Data entries:
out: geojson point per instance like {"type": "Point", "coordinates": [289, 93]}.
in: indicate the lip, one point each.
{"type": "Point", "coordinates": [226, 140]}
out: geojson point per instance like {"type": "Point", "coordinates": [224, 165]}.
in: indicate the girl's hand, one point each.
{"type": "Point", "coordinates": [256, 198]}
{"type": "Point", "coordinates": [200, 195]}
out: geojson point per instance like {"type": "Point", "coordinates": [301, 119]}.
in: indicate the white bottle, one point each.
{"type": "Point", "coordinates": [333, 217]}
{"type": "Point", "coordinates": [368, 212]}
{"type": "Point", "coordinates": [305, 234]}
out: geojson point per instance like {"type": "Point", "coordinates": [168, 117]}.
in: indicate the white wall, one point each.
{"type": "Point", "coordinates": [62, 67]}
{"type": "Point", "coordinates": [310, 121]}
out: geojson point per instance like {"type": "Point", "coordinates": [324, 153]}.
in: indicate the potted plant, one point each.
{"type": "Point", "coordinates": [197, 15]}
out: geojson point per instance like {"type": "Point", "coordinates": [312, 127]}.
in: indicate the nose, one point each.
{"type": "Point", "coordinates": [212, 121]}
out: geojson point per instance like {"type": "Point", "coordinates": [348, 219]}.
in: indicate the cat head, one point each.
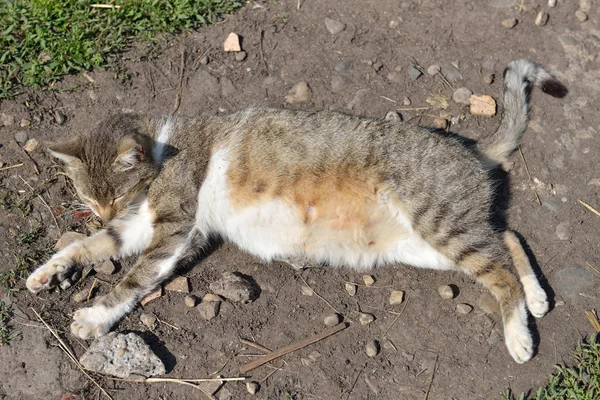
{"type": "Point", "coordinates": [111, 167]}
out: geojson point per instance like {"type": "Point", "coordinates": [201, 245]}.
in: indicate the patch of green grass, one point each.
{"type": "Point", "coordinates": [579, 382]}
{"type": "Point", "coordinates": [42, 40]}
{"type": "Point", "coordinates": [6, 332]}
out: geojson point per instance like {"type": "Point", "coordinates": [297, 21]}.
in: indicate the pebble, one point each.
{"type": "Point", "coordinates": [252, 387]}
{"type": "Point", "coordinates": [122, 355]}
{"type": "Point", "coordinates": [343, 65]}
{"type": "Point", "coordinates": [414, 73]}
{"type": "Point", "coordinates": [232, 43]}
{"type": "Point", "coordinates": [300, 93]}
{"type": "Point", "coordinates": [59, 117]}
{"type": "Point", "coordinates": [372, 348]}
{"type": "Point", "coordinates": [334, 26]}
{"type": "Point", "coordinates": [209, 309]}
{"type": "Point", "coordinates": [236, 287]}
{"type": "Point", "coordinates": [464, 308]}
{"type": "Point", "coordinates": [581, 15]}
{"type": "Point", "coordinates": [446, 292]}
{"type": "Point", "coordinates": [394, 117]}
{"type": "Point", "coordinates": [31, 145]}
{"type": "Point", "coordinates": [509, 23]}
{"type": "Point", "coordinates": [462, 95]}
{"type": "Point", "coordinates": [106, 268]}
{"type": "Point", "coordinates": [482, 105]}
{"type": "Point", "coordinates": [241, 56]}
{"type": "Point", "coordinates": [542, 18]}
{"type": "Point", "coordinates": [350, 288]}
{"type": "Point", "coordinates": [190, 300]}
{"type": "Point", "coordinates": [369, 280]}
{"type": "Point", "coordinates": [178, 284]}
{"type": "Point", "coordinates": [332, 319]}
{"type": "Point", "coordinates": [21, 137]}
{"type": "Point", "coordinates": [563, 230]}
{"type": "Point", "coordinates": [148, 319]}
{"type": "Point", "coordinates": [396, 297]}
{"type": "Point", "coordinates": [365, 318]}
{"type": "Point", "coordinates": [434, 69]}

● **Exercise aim**
Pull out every line above that holds the word "geojson".

● **Solved problem**
out: geojson point per instance like {"type": "Point", "coordinates": [289, 93]}.
out: geojson point per instance like {"type": "Point", "coordinates": [224, 165]}.
out: geojson point per instance like {"type": "Point", "coordinates": [301, 119]}.
out: geojson point per instance like {"type": "Point", "coordinates": [168, 117]}.
out: geojson point per instance like {"type": "Point", "coordinates": [324, 153]}.
out: geojson point per instance like {"type": "Point", "coordinates": [312, 127]}.
out: geojson point per instance like {"type": "Point", "coordinates": [348, 219]}.
out: geojson point per instance like {"type": "Point", "coordinates": [201, 245]}.
out: geojson point per instance like {"type": "Point", "coordinates": [297, 21]}.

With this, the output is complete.